_What the task requires_. Each line from the one that contains "Can you spot the yellow-green" to the end of the material must be quoted exactly; include both end lines and nothing else.

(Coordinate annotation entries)

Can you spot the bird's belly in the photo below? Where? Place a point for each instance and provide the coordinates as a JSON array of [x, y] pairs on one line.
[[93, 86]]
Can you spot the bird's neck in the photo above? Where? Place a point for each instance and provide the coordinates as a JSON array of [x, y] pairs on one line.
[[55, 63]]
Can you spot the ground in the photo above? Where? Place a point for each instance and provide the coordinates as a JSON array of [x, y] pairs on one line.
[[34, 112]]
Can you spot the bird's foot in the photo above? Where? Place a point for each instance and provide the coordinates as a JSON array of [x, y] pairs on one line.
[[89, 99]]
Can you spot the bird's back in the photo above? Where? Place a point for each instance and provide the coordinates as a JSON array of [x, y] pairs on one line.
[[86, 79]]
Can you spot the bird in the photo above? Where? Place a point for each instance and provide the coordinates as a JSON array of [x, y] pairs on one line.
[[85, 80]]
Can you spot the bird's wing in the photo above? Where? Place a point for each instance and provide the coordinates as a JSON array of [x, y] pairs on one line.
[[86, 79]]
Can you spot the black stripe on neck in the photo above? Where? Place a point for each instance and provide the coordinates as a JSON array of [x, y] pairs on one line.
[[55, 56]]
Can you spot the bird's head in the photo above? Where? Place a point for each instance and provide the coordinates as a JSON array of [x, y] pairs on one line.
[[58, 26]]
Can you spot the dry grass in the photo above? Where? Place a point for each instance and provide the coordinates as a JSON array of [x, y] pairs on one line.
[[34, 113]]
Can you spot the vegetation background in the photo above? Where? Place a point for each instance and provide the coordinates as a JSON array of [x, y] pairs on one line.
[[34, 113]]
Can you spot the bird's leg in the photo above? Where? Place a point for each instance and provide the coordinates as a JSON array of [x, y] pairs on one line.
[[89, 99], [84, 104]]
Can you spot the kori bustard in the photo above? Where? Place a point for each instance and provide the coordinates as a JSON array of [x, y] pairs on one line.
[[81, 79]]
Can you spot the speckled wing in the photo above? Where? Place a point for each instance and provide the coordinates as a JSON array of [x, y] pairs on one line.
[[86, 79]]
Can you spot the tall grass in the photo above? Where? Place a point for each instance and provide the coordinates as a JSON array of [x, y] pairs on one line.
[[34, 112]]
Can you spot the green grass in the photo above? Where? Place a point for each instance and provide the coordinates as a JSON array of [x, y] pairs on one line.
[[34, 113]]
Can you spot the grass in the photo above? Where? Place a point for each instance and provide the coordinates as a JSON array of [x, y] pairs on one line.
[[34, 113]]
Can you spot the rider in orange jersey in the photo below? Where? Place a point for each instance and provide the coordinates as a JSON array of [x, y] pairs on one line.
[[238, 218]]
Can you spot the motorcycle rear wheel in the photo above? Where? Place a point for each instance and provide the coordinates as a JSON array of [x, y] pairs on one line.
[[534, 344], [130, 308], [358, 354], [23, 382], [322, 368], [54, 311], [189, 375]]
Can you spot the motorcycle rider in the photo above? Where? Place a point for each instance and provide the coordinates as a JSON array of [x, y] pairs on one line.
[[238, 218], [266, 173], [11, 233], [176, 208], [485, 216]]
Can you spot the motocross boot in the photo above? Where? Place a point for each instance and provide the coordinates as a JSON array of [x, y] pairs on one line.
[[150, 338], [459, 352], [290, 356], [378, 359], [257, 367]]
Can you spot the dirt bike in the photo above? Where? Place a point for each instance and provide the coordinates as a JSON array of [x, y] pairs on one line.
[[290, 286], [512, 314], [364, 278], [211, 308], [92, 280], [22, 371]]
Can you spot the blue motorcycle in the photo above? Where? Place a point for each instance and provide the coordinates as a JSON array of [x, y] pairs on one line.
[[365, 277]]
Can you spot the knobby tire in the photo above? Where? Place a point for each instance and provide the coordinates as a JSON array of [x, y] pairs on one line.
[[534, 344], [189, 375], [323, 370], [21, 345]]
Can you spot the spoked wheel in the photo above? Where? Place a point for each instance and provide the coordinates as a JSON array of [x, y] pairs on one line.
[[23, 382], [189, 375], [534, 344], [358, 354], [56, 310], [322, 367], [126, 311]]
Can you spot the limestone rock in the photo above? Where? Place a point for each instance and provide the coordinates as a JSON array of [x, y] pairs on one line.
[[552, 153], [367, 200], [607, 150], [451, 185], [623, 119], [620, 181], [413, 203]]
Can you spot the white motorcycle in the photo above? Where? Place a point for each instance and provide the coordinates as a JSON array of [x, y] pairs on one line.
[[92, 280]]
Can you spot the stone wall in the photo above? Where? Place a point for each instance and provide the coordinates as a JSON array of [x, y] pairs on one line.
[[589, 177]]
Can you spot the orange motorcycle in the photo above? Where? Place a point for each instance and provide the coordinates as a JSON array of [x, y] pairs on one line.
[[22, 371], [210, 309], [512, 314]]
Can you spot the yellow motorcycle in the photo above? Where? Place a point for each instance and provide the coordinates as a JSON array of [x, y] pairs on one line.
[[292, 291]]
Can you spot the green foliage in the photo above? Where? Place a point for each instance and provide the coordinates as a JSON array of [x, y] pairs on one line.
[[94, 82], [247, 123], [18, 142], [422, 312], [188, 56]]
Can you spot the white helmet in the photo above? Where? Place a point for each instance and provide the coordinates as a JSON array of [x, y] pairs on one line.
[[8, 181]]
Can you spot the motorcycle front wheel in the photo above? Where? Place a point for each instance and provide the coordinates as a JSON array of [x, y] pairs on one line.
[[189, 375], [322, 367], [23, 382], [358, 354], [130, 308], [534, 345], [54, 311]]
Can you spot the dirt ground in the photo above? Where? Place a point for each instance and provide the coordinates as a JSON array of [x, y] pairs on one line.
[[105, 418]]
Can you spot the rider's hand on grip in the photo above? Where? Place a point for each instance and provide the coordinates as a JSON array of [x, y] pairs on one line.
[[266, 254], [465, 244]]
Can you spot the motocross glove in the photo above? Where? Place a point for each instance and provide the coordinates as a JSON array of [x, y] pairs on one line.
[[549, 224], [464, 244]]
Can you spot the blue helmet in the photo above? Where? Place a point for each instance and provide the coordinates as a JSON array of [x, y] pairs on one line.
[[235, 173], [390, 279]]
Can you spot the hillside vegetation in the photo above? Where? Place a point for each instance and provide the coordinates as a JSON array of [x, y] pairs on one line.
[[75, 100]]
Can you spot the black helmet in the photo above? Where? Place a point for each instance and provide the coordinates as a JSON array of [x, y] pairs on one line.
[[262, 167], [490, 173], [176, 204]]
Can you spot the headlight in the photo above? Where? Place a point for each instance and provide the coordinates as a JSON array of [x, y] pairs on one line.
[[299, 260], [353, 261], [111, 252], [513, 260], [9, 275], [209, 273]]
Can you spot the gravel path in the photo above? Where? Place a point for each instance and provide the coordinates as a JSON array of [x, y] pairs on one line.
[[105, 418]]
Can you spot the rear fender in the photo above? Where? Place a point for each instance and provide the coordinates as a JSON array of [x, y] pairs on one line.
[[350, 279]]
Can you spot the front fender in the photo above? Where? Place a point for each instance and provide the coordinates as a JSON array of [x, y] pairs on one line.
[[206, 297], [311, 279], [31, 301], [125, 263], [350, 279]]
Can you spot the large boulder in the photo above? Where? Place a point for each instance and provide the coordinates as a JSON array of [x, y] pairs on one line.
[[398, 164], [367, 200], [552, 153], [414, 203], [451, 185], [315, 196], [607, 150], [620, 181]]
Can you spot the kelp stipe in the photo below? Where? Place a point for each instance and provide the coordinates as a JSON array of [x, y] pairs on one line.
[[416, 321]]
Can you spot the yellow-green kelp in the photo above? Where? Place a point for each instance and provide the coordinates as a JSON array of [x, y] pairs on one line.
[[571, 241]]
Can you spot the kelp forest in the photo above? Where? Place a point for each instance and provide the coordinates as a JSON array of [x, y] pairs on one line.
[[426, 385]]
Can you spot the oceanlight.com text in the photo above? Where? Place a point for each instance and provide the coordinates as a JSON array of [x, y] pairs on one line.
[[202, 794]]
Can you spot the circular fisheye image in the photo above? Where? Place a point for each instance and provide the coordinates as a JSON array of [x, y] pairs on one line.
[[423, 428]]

_Result of the task_.
Can you spot the yellow-green kelp in the photo above? Where? Place a point for each instance and provide the coordinates as a JSON array of [x, y] pairs on one line.
[[571, 241]]
Can you spot the kelp forest in the photo above? Where? Place a point for each instance and provide the coordinates as a JSON array of [x, y] pairs on one line.
[[426, 385]]
Can you spot the oceanlight.com text in the photo above? Where? Place a point for each instance and provide the coordinates as a JSON array of [x, y] pairs on one line.
[[202, 794]]
Can you spot the circular fisheye image in the photo above? Where? Place a point for each instance and provide the coordinates as a JSON array of [x, y] pairs on one line.
[[423, 428]]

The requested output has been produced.